THE INPUT
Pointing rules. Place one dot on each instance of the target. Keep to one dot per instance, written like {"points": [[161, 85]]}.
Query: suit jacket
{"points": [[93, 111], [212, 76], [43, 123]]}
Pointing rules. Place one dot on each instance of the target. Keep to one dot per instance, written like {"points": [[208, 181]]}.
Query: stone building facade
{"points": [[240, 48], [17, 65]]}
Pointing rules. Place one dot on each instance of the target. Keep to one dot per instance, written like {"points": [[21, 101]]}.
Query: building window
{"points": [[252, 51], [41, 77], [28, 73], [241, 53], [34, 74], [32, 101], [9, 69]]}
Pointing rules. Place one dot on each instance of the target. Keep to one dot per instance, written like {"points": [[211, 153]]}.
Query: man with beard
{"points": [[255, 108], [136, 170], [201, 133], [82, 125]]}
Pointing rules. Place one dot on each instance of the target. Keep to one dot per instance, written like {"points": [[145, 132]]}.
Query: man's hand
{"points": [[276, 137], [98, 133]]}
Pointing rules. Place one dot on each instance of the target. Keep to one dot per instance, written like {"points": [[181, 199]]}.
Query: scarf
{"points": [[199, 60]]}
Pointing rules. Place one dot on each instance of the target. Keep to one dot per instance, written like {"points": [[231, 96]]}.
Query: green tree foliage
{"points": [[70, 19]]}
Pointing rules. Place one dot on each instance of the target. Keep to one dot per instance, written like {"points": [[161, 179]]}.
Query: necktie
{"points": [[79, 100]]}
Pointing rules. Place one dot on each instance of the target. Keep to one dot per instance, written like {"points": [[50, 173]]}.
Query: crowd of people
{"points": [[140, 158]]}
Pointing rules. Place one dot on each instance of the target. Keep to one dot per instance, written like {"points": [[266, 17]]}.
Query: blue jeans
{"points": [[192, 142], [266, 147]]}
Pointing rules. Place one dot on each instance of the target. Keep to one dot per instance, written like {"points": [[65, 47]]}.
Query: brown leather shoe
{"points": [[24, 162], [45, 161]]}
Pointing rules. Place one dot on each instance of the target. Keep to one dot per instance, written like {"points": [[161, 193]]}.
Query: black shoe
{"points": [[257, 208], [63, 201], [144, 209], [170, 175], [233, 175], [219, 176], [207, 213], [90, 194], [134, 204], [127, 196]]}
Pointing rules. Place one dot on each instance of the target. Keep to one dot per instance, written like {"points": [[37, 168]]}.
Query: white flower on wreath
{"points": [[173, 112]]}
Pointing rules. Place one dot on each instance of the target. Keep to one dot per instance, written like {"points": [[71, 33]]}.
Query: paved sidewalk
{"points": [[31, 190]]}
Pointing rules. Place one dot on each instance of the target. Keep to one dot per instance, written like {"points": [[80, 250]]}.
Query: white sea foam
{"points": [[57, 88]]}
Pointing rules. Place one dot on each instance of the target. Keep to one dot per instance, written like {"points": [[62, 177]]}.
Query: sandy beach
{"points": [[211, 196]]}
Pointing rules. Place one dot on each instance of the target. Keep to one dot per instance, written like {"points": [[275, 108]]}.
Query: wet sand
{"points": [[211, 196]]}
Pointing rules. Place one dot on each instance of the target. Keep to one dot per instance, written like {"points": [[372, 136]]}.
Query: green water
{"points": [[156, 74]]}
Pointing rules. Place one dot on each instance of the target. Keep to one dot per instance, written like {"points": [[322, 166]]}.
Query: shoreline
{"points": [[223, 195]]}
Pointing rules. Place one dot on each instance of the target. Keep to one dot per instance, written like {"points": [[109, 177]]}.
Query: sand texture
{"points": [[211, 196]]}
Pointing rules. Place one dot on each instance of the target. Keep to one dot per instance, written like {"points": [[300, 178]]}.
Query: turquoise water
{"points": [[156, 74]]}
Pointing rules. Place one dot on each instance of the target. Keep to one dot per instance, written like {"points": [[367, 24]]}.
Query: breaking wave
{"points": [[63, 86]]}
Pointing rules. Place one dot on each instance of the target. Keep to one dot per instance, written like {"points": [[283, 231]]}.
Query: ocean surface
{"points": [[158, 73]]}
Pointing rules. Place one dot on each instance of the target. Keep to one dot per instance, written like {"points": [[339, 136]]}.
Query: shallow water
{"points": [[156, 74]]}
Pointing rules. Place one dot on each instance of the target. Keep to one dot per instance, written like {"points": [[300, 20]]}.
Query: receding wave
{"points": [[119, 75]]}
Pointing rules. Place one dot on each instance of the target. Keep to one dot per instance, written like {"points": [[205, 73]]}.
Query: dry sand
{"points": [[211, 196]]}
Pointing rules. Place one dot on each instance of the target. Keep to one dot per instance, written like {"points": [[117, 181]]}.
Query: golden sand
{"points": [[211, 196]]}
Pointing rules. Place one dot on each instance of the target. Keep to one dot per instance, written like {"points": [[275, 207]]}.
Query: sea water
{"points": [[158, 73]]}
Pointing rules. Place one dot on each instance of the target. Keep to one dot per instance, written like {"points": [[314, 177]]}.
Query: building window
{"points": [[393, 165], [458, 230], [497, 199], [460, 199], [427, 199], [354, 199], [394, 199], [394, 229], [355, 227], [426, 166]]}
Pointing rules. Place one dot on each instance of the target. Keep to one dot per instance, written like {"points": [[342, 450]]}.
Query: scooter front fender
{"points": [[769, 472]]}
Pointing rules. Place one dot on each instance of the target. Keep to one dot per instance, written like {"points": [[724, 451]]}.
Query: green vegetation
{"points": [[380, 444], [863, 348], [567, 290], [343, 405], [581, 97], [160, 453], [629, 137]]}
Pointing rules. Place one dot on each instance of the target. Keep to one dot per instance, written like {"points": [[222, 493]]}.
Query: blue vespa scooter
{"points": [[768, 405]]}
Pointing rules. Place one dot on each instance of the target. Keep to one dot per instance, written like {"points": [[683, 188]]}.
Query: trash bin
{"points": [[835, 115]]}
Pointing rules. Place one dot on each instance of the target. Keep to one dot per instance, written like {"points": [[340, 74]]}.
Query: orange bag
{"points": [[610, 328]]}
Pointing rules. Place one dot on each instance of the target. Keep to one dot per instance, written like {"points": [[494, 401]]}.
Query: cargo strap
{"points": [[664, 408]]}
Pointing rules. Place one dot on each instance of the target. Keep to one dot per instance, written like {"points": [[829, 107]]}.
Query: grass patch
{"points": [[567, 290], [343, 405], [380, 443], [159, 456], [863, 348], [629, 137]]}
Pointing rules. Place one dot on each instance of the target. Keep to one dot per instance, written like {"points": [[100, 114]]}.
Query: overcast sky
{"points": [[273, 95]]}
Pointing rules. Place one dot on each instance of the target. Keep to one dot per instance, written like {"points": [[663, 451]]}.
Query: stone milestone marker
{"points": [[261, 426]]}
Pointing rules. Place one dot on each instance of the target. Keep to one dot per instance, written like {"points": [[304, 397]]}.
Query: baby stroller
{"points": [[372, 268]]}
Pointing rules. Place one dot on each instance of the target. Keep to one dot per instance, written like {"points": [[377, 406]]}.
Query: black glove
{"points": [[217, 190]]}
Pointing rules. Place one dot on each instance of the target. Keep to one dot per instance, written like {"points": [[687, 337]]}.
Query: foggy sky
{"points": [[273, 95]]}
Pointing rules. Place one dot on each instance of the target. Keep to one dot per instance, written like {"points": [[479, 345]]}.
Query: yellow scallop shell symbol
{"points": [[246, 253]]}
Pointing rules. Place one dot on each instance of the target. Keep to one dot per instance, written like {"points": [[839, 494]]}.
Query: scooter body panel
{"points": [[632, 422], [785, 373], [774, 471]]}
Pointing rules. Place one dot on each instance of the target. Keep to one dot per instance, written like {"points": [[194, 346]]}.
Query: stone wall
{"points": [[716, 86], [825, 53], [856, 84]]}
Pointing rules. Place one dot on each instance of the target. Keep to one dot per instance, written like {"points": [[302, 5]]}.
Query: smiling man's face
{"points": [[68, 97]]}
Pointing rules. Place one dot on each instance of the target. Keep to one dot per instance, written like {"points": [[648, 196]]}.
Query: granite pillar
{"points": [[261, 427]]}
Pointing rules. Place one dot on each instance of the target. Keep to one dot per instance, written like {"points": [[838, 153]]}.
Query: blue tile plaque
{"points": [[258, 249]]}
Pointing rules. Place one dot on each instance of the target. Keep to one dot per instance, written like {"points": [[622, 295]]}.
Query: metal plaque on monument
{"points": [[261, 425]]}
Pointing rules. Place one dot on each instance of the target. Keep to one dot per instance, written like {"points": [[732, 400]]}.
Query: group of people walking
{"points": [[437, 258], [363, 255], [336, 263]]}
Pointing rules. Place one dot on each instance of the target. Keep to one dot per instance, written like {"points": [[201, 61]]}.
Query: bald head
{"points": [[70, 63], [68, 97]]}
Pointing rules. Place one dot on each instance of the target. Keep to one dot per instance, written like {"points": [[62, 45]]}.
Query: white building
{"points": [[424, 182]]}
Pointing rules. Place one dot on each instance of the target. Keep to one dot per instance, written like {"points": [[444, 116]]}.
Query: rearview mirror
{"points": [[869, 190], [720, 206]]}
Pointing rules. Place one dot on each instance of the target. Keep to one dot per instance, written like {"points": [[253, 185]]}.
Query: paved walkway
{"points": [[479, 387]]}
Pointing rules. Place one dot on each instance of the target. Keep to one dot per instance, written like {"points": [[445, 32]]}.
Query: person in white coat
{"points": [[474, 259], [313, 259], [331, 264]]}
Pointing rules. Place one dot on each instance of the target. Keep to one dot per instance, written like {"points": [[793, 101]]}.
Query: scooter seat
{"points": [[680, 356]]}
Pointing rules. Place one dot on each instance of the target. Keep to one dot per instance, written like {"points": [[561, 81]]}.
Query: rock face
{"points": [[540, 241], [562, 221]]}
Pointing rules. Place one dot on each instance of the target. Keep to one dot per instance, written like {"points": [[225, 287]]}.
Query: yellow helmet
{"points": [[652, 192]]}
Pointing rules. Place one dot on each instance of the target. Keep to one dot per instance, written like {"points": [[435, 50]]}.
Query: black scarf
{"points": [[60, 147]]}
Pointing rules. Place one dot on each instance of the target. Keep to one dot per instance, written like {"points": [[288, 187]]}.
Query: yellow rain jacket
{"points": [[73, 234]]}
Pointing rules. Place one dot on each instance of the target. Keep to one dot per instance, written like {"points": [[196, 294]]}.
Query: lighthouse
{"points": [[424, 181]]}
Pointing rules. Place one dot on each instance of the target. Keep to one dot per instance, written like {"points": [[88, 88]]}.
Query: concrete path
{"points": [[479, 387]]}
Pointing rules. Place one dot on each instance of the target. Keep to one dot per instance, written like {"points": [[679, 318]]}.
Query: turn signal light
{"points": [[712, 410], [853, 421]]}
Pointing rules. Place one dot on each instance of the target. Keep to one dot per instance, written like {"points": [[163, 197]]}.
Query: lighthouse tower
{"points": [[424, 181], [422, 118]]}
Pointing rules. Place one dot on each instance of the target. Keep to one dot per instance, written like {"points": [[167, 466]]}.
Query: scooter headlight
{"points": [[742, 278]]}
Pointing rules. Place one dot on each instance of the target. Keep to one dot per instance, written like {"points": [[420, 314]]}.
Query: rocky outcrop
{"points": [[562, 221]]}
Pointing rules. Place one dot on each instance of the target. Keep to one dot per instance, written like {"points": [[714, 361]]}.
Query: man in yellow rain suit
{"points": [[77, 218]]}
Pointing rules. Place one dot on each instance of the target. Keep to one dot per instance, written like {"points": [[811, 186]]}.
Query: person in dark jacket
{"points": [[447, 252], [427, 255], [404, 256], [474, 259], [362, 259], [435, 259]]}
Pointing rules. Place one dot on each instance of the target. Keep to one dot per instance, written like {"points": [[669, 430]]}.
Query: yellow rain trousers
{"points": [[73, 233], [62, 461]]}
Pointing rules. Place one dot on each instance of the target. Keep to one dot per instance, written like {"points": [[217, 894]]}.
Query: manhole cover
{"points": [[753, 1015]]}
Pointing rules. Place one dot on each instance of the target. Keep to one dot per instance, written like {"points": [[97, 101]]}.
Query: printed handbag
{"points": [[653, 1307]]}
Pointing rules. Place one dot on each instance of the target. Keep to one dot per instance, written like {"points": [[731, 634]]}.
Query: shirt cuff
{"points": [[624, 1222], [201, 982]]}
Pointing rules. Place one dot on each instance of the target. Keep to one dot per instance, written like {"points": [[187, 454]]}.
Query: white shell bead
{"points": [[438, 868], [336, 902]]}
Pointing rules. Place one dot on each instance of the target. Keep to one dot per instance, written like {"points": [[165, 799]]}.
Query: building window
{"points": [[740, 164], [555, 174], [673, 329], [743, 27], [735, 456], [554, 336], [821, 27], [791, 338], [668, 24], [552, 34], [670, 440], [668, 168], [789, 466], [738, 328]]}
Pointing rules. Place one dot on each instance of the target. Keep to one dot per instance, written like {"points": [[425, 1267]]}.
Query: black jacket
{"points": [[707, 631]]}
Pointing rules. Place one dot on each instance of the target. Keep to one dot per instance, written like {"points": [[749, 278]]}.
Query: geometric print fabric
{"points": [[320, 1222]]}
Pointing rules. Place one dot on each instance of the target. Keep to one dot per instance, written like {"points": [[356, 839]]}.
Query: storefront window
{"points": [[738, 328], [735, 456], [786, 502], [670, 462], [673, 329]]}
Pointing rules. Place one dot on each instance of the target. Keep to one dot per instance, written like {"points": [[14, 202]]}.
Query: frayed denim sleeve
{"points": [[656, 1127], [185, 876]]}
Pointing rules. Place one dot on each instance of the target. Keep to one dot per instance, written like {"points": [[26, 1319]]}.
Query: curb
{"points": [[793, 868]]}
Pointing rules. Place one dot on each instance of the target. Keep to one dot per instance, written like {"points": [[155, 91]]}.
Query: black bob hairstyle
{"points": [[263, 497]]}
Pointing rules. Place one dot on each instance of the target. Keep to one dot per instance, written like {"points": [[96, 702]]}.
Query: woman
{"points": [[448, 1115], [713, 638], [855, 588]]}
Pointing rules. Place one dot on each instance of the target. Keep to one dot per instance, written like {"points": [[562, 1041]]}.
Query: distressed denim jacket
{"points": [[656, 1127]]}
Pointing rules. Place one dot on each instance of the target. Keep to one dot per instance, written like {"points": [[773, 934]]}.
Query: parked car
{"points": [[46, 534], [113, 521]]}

INSTRUCTIONS FOR THE TASK
Give the lines exactly as they stand, from the line with "Query: storefront window" through the end of the material.

REPLY TO THE EXERCISE
Query: storefront window
{"points": [[738, 328], [735, 456], [786, 502], [670, 462], [673, 329]]}
Pointing rules. Place one dot on each instance of the target. Keep to one dot per instance, written like {"points": [[14, 202]]}.
Query: frayed denim sleeve
{"points": [[656, 1127], [185, 876]]}
Pointing rules. Place one dot on each instance of the target. Keep to one dot per instance, written like {"points": [[26, 1319]]}.
Query: curb
{"points": [[793, 868]]}
Pointing rules. Place one dot on each instance of the target. Keep to one dot per instance, written like {"points": [[155, 91]]}.
Query: black bob hairstyle
{"points": [[263, 497]]}
Pointing rules. Place one dot on each instance of the target. Keep to one dot per instance, written like {"points": [[96, 702]]}.
Query: woman
{"points": [[448, 1115], [713, 638], [855, 588]]}
Pointing rules. Place one dot on each instance of the target. Keep to one dot per instance, written like {"points": [[562, 1041]]}.
Query: distressed denim jacket
{"points": [[656, 1127]]}
Pointing rules. Place one dot on each instance of the target. Keep to one dot per instance, written like {"points": [[773, 934]]}.
Query: parked car
{"points": [[46, 534], [113, 521]]}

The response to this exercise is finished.